## The task
Gather every line in the entries below that contains the string "green". Match case exactly.

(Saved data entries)

** START **

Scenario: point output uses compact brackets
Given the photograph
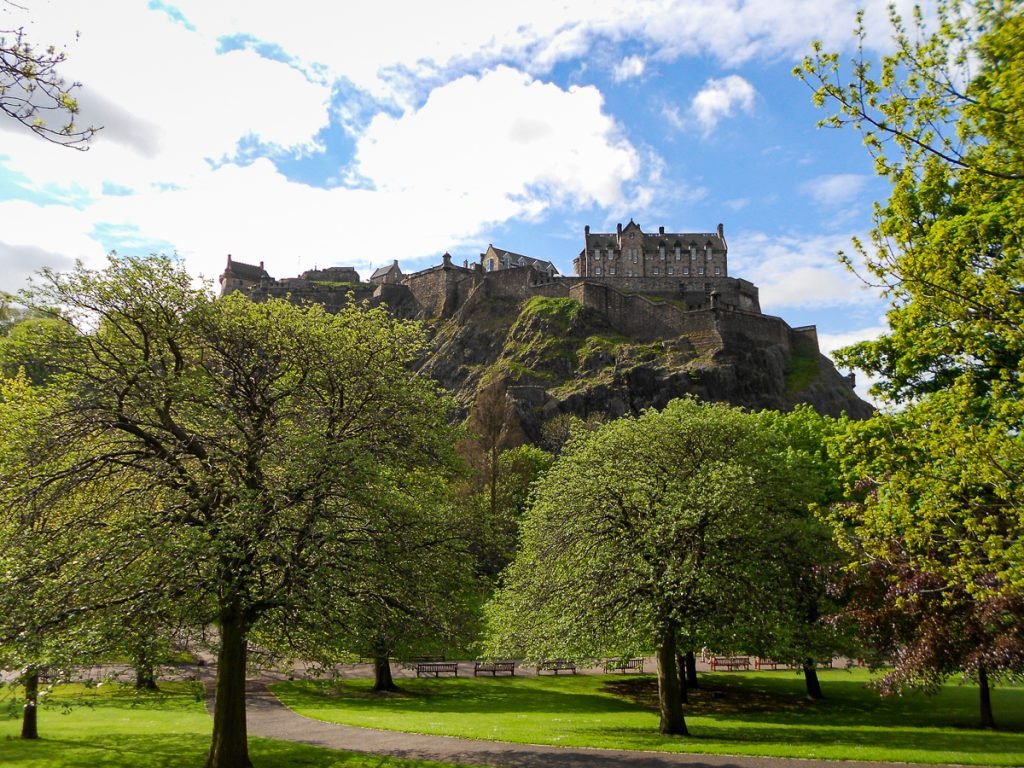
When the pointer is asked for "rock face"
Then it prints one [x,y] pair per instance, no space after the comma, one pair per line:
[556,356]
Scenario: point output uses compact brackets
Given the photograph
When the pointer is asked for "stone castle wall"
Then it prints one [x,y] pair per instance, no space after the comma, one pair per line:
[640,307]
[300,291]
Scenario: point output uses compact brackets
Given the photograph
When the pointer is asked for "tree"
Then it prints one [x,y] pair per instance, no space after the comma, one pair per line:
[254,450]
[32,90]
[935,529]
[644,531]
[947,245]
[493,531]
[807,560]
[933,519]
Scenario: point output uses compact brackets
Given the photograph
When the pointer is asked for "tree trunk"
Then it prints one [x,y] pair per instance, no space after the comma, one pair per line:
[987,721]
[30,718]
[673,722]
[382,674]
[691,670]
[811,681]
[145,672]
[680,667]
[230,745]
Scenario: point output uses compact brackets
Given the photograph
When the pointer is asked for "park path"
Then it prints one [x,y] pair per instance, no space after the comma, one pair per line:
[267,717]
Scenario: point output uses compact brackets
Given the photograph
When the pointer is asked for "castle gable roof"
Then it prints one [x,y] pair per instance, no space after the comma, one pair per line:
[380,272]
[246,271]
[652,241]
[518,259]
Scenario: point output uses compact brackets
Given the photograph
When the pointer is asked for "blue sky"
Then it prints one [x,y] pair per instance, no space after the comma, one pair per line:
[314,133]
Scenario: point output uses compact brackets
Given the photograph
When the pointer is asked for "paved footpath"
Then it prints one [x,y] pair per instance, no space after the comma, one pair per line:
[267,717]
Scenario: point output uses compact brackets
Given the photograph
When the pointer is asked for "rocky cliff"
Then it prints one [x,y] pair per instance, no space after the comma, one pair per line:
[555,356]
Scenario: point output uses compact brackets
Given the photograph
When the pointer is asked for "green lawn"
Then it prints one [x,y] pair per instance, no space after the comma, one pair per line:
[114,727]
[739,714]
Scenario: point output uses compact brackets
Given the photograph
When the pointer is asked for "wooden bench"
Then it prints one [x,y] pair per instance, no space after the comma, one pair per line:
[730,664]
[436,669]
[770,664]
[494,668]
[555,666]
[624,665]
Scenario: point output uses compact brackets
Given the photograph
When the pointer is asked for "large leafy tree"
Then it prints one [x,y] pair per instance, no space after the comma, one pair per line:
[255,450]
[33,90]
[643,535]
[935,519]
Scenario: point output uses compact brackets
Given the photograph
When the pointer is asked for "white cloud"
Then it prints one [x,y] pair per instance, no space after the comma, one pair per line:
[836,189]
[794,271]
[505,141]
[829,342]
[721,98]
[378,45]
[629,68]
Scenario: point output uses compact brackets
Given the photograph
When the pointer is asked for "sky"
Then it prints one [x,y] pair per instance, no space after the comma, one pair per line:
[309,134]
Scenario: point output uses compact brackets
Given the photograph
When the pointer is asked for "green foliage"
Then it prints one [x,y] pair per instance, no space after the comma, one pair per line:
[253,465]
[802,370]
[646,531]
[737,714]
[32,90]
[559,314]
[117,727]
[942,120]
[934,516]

** END **
** START **

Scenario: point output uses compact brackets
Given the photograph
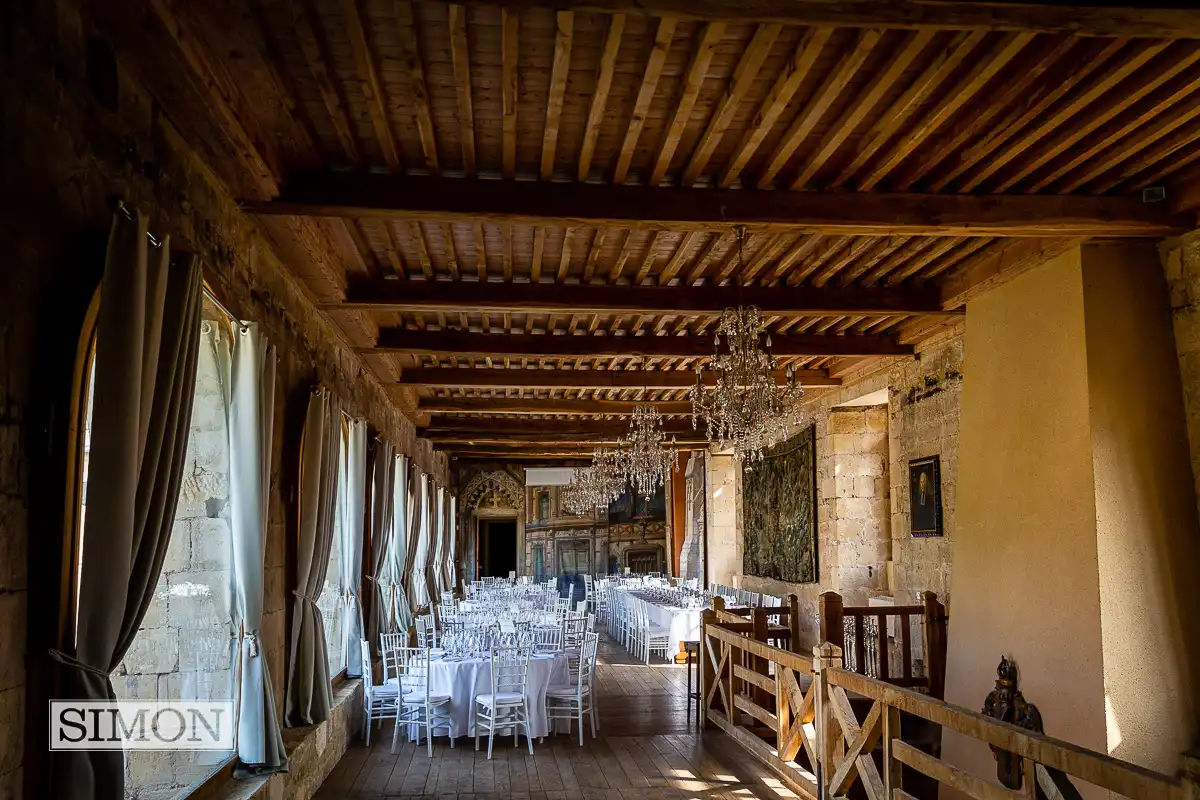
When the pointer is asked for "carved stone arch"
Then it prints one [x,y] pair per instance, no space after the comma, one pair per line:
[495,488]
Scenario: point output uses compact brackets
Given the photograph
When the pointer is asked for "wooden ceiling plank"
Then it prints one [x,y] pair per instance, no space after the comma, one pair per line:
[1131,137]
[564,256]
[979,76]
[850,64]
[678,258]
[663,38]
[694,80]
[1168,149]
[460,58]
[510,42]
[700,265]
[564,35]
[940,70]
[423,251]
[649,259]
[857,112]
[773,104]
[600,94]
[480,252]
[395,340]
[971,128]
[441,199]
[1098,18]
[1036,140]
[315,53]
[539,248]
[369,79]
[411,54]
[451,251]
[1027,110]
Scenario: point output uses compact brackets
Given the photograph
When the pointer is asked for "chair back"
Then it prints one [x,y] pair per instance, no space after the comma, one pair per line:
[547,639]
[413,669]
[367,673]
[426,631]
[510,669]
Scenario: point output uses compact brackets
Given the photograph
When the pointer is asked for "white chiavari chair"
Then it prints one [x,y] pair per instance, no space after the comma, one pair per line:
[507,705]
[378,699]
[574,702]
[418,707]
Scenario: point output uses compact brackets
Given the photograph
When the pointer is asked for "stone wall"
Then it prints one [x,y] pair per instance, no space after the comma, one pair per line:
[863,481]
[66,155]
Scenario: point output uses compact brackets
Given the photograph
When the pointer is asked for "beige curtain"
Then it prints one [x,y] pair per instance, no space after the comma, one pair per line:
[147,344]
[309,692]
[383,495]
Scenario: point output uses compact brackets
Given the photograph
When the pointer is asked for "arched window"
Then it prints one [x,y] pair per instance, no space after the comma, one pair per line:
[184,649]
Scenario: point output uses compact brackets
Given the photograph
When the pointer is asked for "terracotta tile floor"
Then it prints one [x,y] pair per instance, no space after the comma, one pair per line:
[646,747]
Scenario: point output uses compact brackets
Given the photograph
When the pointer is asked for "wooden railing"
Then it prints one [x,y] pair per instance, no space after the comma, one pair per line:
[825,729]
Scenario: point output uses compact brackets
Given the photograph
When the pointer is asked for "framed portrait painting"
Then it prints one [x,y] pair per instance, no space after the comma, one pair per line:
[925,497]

** END **

## Final answer
When the pointer is asked for "green lawn"
When the pointer is asked for "green foliage"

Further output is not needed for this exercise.